**HOW TO COMPLETE THIS TASK:** Copy the data exactly as it appears, and do not include any pictures.
BEGIN EXCERPTED DATA
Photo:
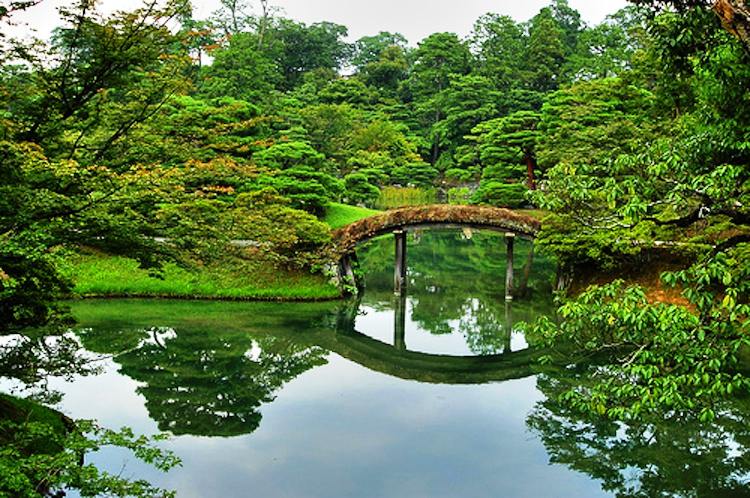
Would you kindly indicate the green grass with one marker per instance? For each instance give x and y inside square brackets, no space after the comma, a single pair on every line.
[114,276]
[339,215]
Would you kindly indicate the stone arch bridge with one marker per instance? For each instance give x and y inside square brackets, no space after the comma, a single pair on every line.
[400,221]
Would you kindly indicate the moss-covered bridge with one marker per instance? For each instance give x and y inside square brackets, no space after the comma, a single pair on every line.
[400,221]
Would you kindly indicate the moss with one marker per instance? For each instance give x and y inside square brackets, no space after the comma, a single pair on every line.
[340,215]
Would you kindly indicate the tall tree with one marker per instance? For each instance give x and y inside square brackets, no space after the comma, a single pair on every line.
[437,58]
[545,52]
[369,49]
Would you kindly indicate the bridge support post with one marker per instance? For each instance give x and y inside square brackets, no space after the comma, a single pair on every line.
[399,322]
[509,240]
[349,281]
[508,332]
[399,273]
END EXCERPTED DATA
**TASK ANSWER:**
Photo:
Would you kindly indicate the green grass with one marker per instance? For each instance give x and y inside square brackets, no space after the comma, a single pair on every line.
[114,276]
[339,215]
Would you kindly indicate the stone arch bridge with one marker per instance? For each instance give x and y inside square brackets, no space after the comma, a single pair on every line.
[400,221]
Would you kindly indicate the moss-covered bridge with one marker per instance? For each instance give x and y inside square brackets, no space after the comma, a single pair on every line.
[400,221]
Would you kindly indicate the moss with one marker per instance? For each instance give x and y inside square brackets, no space after the comma, a single pair on every line.
[340,215]
Would you kindly indicate the tall tree with one marker per instance? For each instance give x and y inside square brackets, no space after the comma, a single pair on every line.
[437,58]
[545,52]
[369,49]
Would you kindly indicate the bridge support post with one marker per instance? For each instance give x and y inside square brackets, no space after the comma, a single pair on every line.
[399,322]
[509,240]
[349,281]
[508,332]
[399,273]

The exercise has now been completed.